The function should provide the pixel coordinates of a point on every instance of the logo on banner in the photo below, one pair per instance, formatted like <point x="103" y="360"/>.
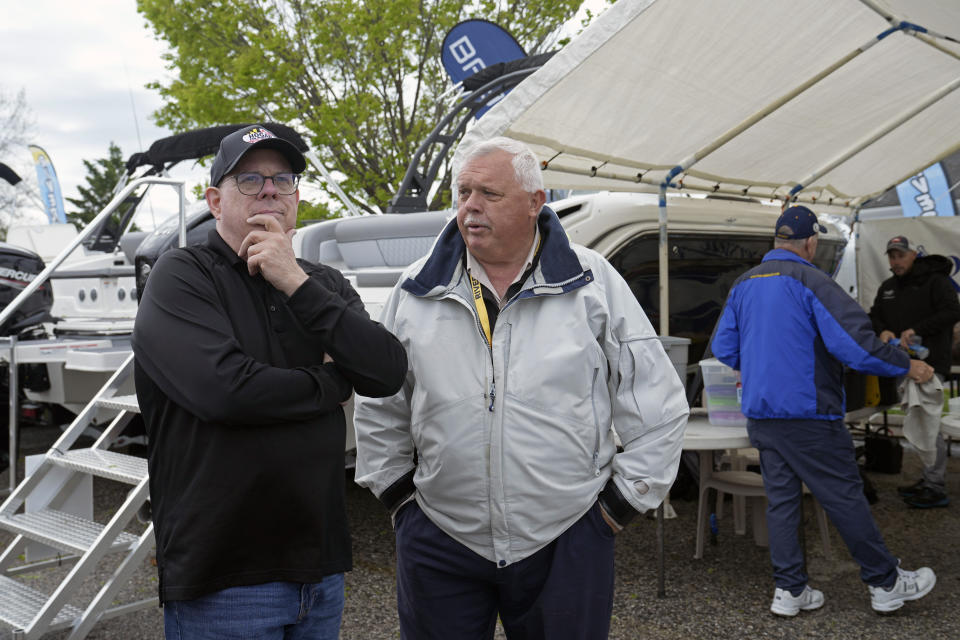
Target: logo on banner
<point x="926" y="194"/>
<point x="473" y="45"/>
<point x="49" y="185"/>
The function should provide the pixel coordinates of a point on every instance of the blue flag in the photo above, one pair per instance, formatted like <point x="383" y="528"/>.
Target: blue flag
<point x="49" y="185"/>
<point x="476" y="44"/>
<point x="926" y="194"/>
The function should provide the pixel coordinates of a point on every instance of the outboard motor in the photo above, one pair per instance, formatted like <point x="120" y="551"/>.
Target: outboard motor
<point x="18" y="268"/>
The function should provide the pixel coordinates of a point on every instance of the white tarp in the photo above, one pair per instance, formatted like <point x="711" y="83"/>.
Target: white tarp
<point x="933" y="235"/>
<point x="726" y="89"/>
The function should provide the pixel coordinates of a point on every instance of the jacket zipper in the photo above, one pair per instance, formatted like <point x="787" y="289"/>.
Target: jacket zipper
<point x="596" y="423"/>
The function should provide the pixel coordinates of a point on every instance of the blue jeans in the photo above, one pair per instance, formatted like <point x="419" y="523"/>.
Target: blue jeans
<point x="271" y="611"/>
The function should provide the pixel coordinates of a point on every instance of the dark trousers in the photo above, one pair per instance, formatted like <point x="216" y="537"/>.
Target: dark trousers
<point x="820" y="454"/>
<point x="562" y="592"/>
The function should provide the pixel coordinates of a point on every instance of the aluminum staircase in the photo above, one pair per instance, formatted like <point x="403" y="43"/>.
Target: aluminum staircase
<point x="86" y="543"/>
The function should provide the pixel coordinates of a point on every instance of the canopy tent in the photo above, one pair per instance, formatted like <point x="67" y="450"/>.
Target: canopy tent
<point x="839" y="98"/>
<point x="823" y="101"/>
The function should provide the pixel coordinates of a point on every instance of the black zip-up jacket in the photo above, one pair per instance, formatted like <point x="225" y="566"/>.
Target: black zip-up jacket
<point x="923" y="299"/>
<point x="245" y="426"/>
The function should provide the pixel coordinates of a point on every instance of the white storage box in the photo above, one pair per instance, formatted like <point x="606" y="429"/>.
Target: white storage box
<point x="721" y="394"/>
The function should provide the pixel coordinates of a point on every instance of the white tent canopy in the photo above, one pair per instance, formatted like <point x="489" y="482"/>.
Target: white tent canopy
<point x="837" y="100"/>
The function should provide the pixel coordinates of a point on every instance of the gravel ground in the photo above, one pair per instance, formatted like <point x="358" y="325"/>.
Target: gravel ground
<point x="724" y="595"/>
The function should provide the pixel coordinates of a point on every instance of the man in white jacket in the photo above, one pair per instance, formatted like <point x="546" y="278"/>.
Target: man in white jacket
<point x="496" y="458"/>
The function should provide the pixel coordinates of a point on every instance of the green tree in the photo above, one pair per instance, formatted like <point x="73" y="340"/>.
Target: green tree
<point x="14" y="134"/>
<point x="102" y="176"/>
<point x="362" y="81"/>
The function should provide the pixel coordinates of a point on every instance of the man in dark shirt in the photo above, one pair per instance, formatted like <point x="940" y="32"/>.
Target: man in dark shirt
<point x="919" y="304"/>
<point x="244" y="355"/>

▶ What to do
Make a verbatim copy of all the entries and strip out the pictures.

▶ Expected answer
The function should provide the pixel coordinates of a point on every instance of the logo on banner in the photo below, one pair per instance, formatted like <point x="103" y="360"/>.
Target: logo on banner
<point x="926" y="194"/>
<point x="473" y="45"/>
<point x="49" y="185"/>
The function should provide the pixel coordinates of a point on every instance of the blue flag in the photo above, one pair per instance, formatted like <point x="383" y="528"/>.
Target: blue flag
<point x="49" y="185"/>
<point x="476" y="44"/>
<point x="926" y="194"/>
The function should provide the pixel coordinates of a point on every instance of the outboard motor in the photo above, one pair per instance, formatted like <point x="120" y="551"/>.
Target: outboard motor
<point x="18" y="268"/>
The function should provide the pixel coordinates of a point on every instance of the white tarp in the photo above, one pair per instance, formatted like <point x="711" y="83"/>.
Target: white tarp
<point x="933" y="235"/>
<point x="726" y="89"/>
The function should provide the pixel coordinates of a point on every instance of the jacket zipper in the photo above, one pair per instance, formatted like <point x="787" y="289"/>.
Target: jacket zipper
<point x="596" y="423"/>
The function should provide the pixel coordinates of a point on every instance of the blue jeans in the photo above, one pair per instance, formatted like <point x="419" y="523"/>.
Target: blue jeans
<point x="271" y="611"/>
The function should provide the pixel coordinates of a point on every instance of the dark trousers in the photo above, one pair per instance, formatted like <point x="216" y="537"/>.
Target: dark trousers
<point x="820" y="454"/>
<point x="562" y="592"/>
The function should provide the pixel coordinates of a point on every instance of the aluminum staircase in the photo above, one pair per instance, formatted like <point x="403" y="43"/>.
Target: aluminum staircase
<point x="86" y="543"/>
The function should provide the pixel coordinates of a point on every instance of the canopy tent in the photo above, one pair per instance, formatted like <point x="67" y="450"/>.
Target: canopy tent
<point x="839" y="98"/>
<point x="823" y="101"/>
The function should provide the pixel coordinates of a point on every instance of the black zip-up jacket in the photo above, one pair per instance, formatted like <point x="225" y="566"/>.
Target: black zip-up jacket
<point x="923" y="299"/>
<point x="245" y="426"/>
The function should provide the pixel coordinates of a point on every instance of the white storage box in the photo above, one pair per instance, formatted like <point x="606" y="429"/>.
Target: white storage box
<point x="721" y="394"/>
The function should provide the pixel coordinates of a point on every instance of the white tent canopy in the photo above, one pair per instance, formatted like <point x="489" y="482"/>.
Target: white tent canopy
<point x="837" y="100"/>
The function should provide the pixel coordinates of a point on every instance of the gravel ground in the photo above, one pair per instance, formatted like <point x="358" y="325"/>.
Target: gravel ground
<point x="724" y="595"/>
The function should provide the pixel coordinates of a point on every instance of the man in white jacket in the photo above, one pair per instance, formatted like <point x="546" y="278"/>.
Target: man in white jacket
<point x="496" y="458"/>
The function should provide the pixel coordinates of a point on every instance of the green tree in the photo above, one pair per instance, formatted like <point x="73" y="340"/>.
Target: green tree
<point x="14" y="134"/>
<point x="102" y="176"/>
<point x="362" y="81"/>
The function should provide the pixel coordinates of a point on every instance of the man in dark shirt in the photo above, one pair per instance, formatted like <point x="940" y="32"/>.
Target: man in dark shirt
<point x="919" y="304"/>
<point x="244" y="355"/>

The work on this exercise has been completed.